• Exercise requirements: Could you quote, exactly as they stand, the lines running from the one with "Task: pick out the patterned carpet." to the final line of the material?

Stored data entries:

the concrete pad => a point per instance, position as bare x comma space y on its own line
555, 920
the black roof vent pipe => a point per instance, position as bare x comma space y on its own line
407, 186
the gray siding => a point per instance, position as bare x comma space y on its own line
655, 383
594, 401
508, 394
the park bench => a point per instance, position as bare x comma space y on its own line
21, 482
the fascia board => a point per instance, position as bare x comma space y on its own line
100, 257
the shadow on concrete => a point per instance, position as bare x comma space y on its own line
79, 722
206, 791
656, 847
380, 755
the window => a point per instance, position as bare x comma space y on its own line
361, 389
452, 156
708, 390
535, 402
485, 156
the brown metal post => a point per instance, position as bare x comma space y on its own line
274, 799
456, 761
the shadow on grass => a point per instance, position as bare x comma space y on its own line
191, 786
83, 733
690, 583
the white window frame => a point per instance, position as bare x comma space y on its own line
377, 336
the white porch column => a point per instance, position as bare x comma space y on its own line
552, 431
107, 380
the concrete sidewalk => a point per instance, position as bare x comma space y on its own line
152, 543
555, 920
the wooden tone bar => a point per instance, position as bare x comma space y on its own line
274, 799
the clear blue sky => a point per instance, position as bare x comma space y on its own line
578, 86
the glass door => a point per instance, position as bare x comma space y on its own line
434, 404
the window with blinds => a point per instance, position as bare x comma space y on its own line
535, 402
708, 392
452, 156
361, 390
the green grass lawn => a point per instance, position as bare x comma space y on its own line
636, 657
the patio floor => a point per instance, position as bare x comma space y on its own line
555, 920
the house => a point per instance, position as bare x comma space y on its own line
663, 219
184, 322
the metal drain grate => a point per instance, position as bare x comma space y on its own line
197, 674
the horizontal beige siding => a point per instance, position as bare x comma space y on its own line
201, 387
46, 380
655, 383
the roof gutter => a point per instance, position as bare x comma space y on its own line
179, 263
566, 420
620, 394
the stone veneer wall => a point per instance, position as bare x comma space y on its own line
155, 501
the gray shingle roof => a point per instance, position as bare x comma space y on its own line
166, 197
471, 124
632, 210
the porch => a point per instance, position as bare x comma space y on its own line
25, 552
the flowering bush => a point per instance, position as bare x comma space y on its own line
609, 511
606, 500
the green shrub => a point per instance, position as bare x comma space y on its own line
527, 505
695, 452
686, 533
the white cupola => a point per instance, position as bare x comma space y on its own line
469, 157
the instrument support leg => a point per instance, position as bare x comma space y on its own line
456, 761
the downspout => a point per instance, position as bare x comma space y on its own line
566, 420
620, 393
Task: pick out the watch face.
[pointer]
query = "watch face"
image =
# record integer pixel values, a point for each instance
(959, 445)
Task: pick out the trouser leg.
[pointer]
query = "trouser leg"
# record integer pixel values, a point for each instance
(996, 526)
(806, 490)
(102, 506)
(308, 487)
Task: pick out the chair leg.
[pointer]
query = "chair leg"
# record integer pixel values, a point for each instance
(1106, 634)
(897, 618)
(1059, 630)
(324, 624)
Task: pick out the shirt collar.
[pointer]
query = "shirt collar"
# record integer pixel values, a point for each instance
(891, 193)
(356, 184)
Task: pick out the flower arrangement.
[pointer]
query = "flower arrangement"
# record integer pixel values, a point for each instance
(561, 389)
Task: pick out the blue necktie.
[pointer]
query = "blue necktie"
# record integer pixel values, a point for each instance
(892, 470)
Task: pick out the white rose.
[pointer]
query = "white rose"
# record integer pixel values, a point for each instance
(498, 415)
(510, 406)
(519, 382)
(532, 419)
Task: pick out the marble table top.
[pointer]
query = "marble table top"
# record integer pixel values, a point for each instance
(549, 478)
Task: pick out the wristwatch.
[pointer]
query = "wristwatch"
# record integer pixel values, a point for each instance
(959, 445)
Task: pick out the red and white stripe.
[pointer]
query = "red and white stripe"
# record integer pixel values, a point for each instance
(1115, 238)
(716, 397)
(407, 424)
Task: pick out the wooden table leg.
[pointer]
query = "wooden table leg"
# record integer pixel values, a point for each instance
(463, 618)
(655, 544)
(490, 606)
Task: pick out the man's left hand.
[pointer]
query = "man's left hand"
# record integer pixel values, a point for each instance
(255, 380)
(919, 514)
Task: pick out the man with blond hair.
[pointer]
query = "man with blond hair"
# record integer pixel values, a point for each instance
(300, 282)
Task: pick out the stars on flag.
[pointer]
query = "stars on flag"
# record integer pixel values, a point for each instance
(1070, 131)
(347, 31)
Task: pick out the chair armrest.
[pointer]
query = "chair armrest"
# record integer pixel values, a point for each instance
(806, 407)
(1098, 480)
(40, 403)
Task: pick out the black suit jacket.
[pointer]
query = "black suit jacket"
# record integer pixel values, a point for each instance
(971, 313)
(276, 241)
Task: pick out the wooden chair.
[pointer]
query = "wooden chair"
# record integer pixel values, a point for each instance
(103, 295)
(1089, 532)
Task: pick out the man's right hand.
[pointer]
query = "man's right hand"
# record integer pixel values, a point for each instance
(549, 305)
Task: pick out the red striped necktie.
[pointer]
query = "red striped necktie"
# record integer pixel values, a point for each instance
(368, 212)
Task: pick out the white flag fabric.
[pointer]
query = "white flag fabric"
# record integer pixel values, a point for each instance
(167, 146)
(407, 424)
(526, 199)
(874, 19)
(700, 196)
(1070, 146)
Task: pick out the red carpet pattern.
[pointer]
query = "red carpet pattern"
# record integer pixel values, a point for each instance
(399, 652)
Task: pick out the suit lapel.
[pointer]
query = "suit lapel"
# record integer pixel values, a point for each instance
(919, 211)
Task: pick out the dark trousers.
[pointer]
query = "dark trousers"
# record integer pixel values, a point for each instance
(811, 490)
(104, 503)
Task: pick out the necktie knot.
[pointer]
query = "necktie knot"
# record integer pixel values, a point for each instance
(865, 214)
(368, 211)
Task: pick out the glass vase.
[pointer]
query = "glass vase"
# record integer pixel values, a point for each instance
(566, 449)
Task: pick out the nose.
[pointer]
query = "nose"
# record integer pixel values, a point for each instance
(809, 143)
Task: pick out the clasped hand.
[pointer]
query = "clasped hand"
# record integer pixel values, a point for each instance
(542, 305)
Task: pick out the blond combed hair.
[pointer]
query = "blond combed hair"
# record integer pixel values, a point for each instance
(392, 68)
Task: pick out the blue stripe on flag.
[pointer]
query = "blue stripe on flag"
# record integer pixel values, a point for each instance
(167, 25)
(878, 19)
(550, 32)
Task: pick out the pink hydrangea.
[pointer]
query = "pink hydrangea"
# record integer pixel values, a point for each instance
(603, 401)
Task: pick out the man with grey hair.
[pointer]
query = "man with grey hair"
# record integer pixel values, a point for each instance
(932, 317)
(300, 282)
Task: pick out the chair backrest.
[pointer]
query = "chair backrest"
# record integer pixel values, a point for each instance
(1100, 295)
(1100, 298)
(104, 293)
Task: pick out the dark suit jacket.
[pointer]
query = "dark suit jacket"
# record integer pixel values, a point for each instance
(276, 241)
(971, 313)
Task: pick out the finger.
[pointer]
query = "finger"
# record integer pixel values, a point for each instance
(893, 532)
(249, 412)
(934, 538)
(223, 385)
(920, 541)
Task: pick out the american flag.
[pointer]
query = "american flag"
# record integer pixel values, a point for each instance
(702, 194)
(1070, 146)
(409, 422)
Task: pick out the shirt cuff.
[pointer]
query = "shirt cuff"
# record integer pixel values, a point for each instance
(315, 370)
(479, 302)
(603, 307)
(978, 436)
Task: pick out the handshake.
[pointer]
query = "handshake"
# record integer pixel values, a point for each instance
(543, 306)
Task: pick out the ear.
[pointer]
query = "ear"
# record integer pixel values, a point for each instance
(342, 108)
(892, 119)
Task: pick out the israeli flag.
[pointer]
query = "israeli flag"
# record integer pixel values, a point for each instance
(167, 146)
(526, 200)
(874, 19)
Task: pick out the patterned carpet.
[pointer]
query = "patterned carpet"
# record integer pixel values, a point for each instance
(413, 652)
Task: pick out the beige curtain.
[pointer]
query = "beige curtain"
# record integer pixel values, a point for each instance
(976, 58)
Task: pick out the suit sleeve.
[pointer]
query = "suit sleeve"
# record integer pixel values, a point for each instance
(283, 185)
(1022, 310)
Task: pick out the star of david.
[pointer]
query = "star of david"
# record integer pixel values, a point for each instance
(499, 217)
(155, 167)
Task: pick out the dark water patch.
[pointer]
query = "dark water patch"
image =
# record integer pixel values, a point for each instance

• Answer to this task:
Task: pick out the patterned carpet.
[pointer]
query = "patterned carpet"
# record integer pixel values, a point for each instance
(413, 652)
Task: pick out the beige curtain.
[pointer]
query = "beige curtain"
# record integer pixel values, a point for each instance
(976, 58)
Task: pick out the suit sleeve.
[pointer]
query = "suit sleeve"
# record integer pixel values, a point for each instance
(283, 185)
(1022, 310)
Task: pick out the star of david.
[pointer]
query = "star of david"
# record integer pixel values, a point for each instance
(499, 217)
(155, 167)
Task: pick out the dark water patch.
[pointer]
query = "dark water patch"
image =
# record integer pixel values, a point for each instance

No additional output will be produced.